■ DESCRIPTION OF THE TASK ■
What you return must match the data below exactly, minus any pictures.

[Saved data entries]
──────────────────────────────

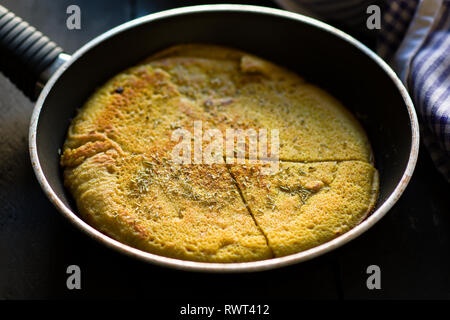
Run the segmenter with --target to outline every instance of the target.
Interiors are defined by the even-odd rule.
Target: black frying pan
[[[30,125],[30,154],[36,176],[64,216],[121,252],[152,263],[204,271],[263,270],[304,261],[369,229],[398,200],[411,178],[419,132],[406,89],[372,51],[317,20],[255,6],[180,8],[114,28],[71,57],[27,27],[0,7],[3,71],[29,96],[36,81],[45,84]],[[156,51],[186,42],[214,43],[251,52],[297,71],[341,100],[359,118],[372,143],[381,183],[374,213],[349,232],[310,250],[282,258],[231,264],[182,261],[143,252],[109,238],[81,220],[64,189],[58,154],[76,108],[114,74]]]

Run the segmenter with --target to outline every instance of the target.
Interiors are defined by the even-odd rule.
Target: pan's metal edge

──────────────────────────────

■ ANSWER SPACE ■
Run the segmenter with --target to outline every instance of the target.
Interiors are defined by the even-odd rule.
Target: black frying pan
[[[30,125],[30,154],[36,176],[64,216],[121,252],[152,263],[204,271],[263,270],[304,261],[369,229],[398,200],[411,178],[419,132],[406,89],[372,51],[317,20],[255,6],[180,8],[114,28],[71,57],[27,27],[0,7],[3,71],[29,96],[36,81],[45,84]],[[156,51],[186,42],[214,43],[251,52],[297,71],[341,100],[359,118],[372,143],[381,183],[374,213],[349,232],[310,250],[282,258],[231,264],[182,261],[143,252],[109,238],[81,220],[64,189],[58,154],[76,108],[114,74]]]

Run the segmenter with --target to outline every instance of the target.
Interiors are defined by the even-odd rule.
Target: pan's metal edge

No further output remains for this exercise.